What you need to do —
Lines to return, exactly: from the line with "Task: Find the pink and" to the line with "Task: Find the pink flower" in the entries below, both included.

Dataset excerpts
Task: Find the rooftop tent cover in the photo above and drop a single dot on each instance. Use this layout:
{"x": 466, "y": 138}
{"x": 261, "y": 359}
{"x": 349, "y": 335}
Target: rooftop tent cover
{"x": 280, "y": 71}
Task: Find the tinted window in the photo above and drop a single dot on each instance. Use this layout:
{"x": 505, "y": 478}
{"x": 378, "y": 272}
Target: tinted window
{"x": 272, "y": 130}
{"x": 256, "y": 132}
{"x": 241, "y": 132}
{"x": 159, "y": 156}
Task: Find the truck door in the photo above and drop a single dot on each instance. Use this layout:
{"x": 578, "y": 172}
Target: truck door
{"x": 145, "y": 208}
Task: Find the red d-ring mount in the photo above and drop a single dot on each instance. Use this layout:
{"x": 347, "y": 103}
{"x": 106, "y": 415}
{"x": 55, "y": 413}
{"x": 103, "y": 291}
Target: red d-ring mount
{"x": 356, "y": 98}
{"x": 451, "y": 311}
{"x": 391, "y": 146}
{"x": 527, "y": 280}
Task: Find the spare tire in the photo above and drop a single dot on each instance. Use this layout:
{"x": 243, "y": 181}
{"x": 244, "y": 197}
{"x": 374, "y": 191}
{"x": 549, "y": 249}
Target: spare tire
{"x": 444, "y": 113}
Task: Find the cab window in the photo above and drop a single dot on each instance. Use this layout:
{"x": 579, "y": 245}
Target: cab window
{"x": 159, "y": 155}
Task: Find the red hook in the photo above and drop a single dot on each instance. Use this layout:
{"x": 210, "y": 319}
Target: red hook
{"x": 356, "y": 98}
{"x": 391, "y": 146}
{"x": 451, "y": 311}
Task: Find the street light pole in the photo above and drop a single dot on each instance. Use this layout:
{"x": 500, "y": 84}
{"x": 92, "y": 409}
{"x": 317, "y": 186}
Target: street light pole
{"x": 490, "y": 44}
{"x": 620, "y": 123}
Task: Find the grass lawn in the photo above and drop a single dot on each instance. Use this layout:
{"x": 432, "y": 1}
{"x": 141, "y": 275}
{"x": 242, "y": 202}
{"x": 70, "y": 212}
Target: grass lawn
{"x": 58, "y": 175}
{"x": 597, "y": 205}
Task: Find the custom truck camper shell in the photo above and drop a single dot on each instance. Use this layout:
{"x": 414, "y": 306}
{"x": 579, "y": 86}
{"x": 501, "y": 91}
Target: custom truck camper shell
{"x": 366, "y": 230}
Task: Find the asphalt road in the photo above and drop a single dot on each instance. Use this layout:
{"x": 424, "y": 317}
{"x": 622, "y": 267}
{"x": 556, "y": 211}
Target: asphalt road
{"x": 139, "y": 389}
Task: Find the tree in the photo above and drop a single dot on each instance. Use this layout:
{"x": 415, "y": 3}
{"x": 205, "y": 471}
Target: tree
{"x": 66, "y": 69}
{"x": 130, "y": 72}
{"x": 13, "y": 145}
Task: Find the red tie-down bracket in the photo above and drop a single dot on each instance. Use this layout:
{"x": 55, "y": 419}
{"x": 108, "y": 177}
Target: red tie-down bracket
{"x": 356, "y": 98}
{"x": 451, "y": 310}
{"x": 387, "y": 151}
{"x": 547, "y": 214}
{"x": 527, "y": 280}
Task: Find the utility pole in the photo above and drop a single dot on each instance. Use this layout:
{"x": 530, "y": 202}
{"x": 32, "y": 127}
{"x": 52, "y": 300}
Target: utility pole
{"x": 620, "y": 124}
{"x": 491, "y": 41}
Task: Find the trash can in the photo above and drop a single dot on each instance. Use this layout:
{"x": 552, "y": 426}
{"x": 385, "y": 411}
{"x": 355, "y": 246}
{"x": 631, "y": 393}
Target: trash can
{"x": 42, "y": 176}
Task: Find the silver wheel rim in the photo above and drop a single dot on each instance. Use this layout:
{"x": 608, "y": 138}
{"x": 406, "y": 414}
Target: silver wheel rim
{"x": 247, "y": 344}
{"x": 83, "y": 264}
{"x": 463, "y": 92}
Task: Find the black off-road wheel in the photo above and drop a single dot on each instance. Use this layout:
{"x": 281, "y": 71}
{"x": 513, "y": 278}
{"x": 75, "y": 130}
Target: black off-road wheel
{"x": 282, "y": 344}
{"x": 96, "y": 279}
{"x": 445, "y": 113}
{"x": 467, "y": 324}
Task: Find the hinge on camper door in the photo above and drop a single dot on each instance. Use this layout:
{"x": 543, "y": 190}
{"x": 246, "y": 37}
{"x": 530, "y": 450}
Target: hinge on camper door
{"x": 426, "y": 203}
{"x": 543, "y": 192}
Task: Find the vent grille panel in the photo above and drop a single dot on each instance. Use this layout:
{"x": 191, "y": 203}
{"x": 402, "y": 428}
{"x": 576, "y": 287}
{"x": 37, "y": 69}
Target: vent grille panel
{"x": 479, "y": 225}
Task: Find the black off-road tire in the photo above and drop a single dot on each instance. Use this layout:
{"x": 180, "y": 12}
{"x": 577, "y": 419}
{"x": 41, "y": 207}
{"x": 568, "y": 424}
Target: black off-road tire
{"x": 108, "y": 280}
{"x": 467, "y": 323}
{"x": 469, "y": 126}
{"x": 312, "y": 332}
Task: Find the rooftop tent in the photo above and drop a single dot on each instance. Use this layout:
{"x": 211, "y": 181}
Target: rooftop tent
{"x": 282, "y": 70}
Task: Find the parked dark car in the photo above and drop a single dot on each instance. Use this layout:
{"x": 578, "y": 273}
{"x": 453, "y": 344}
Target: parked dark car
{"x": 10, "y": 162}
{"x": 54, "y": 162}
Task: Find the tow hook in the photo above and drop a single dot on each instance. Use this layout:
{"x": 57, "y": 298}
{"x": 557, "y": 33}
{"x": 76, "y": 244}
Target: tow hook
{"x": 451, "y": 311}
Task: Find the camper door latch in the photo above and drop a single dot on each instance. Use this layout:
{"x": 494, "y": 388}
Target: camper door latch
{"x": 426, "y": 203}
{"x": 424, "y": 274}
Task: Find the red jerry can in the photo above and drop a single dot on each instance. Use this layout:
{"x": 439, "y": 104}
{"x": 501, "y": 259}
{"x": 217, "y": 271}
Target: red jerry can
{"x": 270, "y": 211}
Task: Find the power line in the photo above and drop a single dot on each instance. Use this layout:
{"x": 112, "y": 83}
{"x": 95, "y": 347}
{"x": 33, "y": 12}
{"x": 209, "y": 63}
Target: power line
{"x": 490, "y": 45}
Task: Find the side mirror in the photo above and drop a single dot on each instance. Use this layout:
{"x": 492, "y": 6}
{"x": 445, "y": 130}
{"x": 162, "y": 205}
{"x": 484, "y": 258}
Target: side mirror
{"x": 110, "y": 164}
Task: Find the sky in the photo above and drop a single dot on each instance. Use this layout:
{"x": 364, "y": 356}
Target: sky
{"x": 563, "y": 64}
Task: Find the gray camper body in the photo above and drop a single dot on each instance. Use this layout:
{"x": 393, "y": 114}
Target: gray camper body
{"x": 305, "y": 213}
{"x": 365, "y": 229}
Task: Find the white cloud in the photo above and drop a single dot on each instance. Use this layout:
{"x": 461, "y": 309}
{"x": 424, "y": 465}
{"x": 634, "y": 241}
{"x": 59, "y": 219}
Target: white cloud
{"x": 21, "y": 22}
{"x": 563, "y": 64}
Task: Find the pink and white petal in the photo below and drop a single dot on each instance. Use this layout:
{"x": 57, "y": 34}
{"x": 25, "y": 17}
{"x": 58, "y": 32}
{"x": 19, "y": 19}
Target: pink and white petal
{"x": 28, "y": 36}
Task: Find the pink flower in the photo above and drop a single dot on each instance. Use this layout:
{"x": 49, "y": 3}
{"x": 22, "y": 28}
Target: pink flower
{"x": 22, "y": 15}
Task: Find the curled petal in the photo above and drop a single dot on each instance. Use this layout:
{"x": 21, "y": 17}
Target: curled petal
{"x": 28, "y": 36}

Task solution —
Task: Find the pink and white petal in the photo below and drop a single dot on each instance. Use this layout:
{"x": 57, "y": 34}
{"x": 25, "y": 17}
{"x": 58, "y": 32}
{"x": 19, "y": 19}
Target: pink and white petal
{"x": 28, "y": 36}
Task: Find the pink flower in the photo above and drop a single dot on each instance. Use this layout:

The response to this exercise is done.